=== Text excerpt ===
Even though there is a slight difference in ingredients for Gerang Asam & Asam Pedas (another spicy sour fish curry), the 2 curries gives 2 very distinct taste, and both are equally delicious! If you want to know what is the difference, you’ll have to give both of them a try! Best served with a plate of hot rice, I guarantee you will go back for 2nds and 3rds.

Nyonya Asam Gerang

I am submitting this dish to:
Malaysian Food Fest , Melaka Month hosted by Cindy of yummylittlecooks
Merdeka Open House : Uniquely Malaysia hosted by Babe in the City – KL
Muhibbah Malaysia Monday hosted by Shaz of TestWithSkewer

Other Nyonya Malacca recipes:

4.5 from 4 reviews
Gerang Asam (Spicy & Sour Fish Curry)
Prep time
Cook time
Total time
Delicious Spicy & Sour Fish Curry that will gets you going back for 2nds and 3rds
Recipe type: Main dish
Cuisine: Nyonya
Serves: 8
  • 175ml Cooking Oil
  • 3 cups Tamarind Juice (750 ml water + 75 gm tamarind pulp)
  • 900g Mackerel - sliced into 11/2 inch pieces
  • 2 Kaffir Lime Leaves (optional)
  • ½ teaspoon Sugar
  • 2½ teaspoon Salt
  • 20 young Lady Fingers / Okra
Finely Ground Paste (with pestle & mortar or food processor)
  1. Heat the cooking oil and fry finely ground paste until fragrant.
  2. Add the tamarind juice and bring to a boil. Simmer for 4 minutes.
  3. Increase the heat and add fish, kaffir lime leaves, sugar and salt. Cook for 4 minutes.
  4. Add lady's fingers and cooked for another 5 minutes until the fish is done and lady's fingers are tender.
Finely Ground Paste
  1. If using pestle & mortar, add the ingredients bit by bit and pound until it become fine paste. Might take more than 15 minutes.
  2. If using food processor, add all the ingredients and grind until it become fine paste.
  3. If using blender, add all the ingredients and the oil from the main ingredient list to help it grind (because blender needs liquid to blend). Then you do not need more oil when cooking the paste.


  1. This is my first time cooking such dish. And I was rather ignorant through out the whole process. I have followed your instructions word by word. So I’ve learned that while blending the paste, I need to add some water, it was almost impossible to blend. It was not stated in your instructions. Secondly, adding the lemongrass in the blender was not a great idea, the lemongrass is too coast to blend till fine. I have checked on other sites and your picture, noticed that I just need to add them in stalks to the paste after frying it. As according to your instructions, it is part of the ingredients for the paste.
    Overall, the recipe is rather delicious. Thank you for sharing.

=== Extracted material ===
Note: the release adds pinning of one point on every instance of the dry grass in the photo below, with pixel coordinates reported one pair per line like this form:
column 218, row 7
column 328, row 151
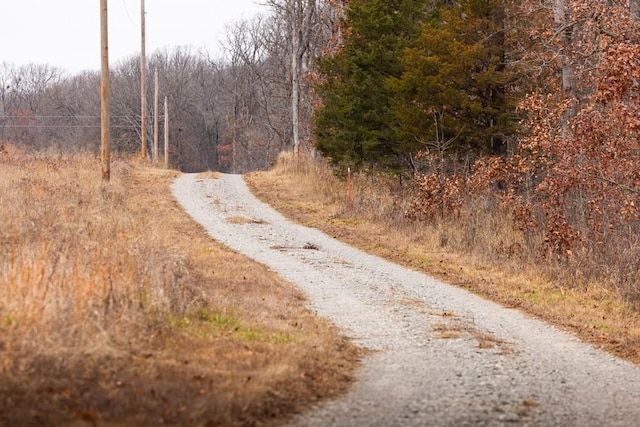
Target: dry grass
column 480, row 252
column 117, row 309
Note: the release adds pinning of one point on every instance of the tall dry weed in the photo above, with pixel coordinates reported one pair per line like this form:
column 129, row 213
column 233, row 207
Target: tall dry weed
column 467, row 217
column 76, row 263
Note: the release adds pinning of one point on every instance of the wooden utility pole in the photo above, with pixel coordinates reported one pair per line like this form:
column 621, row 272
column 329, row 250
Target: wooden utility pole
column 143, row 82
column 155, row 119
column 104, row 94
column 166, row 134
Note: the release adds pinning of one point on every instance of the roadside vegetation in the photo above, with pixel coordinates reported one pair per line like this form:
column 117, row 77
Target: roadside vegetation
column 479, row 249
column 117, row 309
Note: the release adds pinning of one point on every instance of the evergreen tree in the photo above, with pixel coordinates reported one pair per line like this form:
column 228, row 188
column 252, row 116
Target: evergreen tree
column 356, row 121
column 453, row 93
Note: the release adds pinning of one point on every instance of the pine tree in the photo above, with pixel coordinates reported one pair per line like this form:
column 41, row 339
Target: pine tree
column 356, row 121
column 453, row 93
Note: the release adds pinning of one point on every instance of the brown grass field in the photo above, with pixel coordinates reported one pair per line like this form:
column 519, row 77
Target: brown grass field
column 117, row 309
column 470, row 255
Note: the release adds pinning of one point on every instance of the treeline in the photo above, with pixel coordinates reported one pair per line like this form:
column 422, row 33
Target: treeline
column 519, row 108
column 232, row 113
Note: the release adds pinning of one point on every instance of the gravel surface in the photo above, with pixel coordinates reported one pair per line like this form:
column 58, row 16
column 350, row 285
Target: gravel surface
column 442, row 356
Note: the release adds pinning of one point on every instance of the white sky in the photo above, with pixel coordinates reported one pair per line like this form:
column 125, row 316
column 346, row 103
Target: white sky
column 66, row 33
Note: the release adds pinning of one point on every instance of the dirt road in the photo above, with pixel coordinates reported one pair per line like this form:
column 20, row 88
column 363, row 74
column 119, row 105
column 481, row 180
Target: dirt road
column 441, row 356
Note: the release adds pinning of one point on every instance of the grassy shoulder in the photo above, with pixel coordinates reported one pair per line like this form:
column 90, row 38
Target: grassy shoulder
column 307, row 192
column 117, row 309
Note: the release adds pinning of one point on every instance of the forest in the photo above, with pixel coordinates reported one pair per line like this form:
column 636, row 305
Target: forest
column 528, row 109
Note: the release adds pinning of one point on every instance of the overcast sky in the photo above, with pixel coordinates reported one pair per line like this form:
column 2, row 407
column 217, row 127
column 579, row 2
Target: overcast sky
column 66, row 33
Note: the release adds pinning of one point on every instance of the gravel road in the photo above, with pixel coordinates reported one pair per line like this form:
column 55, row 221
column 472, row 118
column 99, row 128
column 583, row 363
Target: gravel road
column 442, row 356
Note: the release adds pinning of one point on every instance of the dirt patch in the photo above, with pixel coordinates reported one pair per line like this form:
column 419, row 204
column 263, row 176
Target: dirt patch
column 244, row 352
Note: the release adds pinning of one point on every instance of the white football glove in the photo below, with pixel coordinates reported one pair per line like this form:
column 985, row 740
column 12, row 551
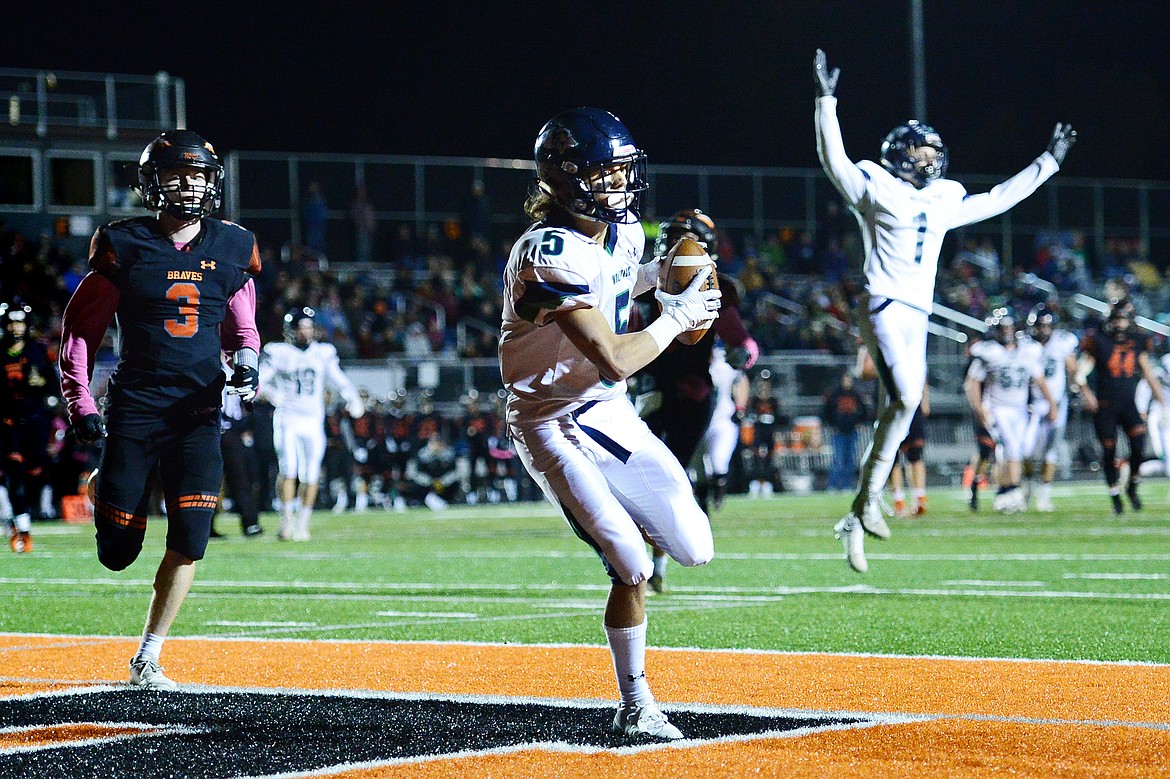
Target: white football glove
column 693, row 307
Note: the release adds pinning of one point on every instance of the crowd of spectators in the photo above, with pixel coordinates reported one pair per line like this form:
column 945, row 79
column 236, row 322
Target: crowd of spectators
column 436, row 291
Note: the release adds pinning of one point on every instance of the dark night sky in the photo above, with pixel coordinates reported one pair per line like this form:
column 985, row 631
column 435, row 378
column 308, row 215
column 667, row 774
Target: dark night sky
column 696, row 83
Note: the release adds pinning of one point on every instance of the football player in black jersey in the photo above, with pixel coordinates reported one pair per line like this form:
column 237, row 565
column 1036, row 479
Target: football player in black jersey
column 179, row 284
column 1119, row 358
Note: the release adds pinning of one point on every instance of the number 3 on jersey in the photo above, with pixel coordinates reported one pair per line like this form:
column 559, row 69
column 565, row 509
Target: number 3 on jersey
column 186, row 295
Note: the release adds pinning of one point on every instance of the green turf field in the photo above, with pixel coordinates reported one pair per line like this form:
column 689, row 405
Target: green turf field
column 1075, row 584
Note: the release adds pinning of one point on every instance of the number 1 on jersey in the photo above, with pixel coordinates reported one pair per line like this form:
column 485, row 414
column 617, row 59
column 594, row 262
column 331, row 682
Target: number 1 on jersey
column 920, row 222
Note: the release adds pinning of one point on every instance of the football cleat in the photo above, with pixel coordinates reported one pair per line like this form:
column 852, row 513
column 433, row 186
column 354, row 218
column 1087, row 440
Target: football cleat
column 1131, row 494
column 635, row 721
column 873, row 522
column 148, row 675
column 853, row 537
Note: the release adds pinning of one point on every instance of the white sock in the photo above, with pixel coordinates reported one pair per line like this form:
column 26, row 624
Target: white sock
column 151, row 646
column 628, row 649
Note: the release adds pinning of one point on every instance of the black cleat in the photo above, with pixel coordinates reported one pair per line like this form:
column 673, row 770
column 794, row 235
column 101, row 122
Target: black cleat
column 1131, row 494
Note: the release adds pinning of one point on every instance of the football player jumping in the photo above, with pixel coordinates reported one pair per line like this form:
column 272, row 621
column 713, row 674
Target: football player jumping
column 904, row 207
column 565, row 354
column 294, row 376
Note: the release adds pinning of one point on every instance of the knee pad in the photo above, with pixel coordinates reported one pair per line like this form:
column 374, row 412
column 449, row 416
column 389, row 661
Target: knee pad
column 117, row 549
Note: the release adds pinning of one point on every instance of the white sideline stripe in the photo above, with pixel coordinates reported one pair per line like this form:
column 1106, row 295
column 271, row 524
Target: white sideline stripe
column 454, row 615
column 741, row 594
column 1122, row 577
column 242, row 624
column 88, row 640
column 981, row 583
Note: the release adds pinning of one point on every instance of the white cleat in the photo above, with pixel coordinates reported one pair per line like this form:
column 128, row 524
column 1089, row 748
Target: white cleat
column 873, row 522
column 634, row 721
column 853, row 537
column 148, row 675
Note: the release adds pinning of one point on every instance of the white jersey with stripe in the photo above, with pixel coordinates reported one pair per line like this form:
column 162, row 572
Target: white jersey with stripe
column 902, row 227
column 295, row 378
column 552, row 270
column 1006, row 373
column 1054, row 353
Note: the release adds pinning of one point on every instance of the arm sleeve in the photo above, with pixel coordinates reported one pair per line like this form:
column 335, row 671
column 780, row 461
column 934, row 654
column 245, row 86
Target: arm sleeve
column 239, row 328
column 85, row 319
column 647, row 276
column 977, row 207
column 848, row 179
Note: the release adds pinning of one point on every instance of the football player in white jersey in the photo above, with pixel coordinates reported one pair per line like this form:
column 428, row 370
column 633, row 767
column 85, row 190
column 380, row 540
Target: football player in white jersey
column 1002, row 373
column 565, row 354
column 1058, row 350
column 904, row 207
column 1157, row 419
column 294, row 374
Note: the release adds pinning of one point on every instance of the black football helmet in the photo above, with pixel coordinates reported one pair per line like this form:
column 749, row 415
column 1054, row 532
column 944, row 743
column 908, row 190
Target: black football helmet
column 180, row 149
column 1041, row 321
column 291, row 329
column 1120, row 319
column 689, row 221
column 1002, row 326
column 573, row 152
column 899, row 153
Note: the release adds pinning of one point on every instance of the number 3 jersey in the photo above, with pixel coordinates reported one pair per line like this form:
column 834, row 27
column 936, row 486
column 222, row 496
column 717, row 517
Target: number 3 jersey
column 176, row 310
column 553, row 270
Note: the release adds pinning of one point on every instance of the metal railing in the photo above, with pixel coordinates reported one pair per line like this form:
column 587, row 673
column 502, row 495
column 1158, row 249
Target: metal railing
column 108, row 103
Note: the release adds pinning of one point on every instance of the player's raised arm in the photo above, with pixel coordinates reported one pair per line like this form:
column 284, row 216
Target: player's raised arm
column 977, row 207
column 846, row 177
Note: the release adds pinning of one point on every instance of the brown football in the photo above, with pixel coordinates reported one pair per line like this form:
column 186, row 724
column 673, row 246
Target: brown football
column 686, row 259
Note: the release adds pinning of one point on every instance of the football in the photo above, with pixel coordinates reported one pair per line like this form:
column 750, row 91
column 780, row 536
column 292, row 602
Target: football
column 686, row 259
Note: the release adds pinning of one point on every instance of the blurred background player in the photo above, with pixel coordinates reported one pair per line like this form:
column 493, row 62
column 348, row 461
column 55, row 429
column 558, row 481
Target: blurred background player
column 1058, row 351
column 722, row 435
column 845, row 409
column 676, row 392
column 181, row 289
column 29, row 380
column 997, row 387
column 912, row 462
column 565, row 354
column 904, row 207
column 1117, row 358
column 294, row 376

=== Written problem A ===
Which items appear in the bulleted ingredient list of the Gerang Asam recipe?
=== Written problem B ===
Could you continue the Gerang Asam recipe page, picking up after its last line?

=== Exercise answer A ===
- 175ml Cooking Oil
- 3 cups Tamarind Juice (750 ml water + 75 gm tamarind pulp)
- 900g Mackerel, sliced into 11/2 inch pieces
- 2 Kaffir Lime Leaves (optional)
- ½ teaspoon Sugar
- 2½ teaspoon Salt
- 20 young Lady Fingers / Okra

=== Exercise answer B ===
    • Hi Susan. I mistakenly assumed that people cooking this recipe would be familiar with making curry paste. I have revised the instruction to make it clearer. Thank you for your feedback. About the lemongrass, it is possible to grind it until fine, might need more grinding time depending on the power (wattage) of the equipment you use.

  2. I add fish curry powder with your ingredients and opt out the fried chillies and use curry leaves instead lime leaves. I don’t have enough shallots so I add one onion. Taste as good. Please advice

  3. Can I add curry leave and more garlic and onion and opt out the lime leave? I also fried the batang season with salt pepper.

  4. I tried your recipe last week, I use half of a large fish head. It was delicious. Just pair it with rice and it was perfect! Btw, I cut the chili by half.
    Thanks for sharing.

  5. I would love to re post this entry on my own website will that be okay

  6. I’m not familiar with this dish but it looks good based upon the ingredients!

  7. Love it! This is a favourite of ours!
    Thanks for submitting the post to MMM 🙂

  8. I could eat this for breakfast, lunch and dinner. Jokes aside.

  9. That’s one of my favourite nyonya dishes. I have never done that myself. My mouth drools looking at the photo. Sooooo delish!! 😉
    food-4tots recently posted..Peanut Satay SauceMy Profile

    • Thanks food-4tots! This curry is quite easy, just needs to get all the paste ingredients. Hope you get to try out this dish but then it might not be suitable for toddlers, right?

  10. Nice one Shannon! This dish always make me eat more rice than necessary hahaha. Thank you for participating in Merdeka Open House 2012!

    • Thanks Pick San. You are right, I too end up eating a lot of rice with delicious curry 🙂
      Thanks for hosting Merdeka Open House. Looking forward to the next one!

  11. Fish asam pedas is one of my family’s fav dish! This gerang asam makes me mouthwatering!!! I can have rice more and more! :)))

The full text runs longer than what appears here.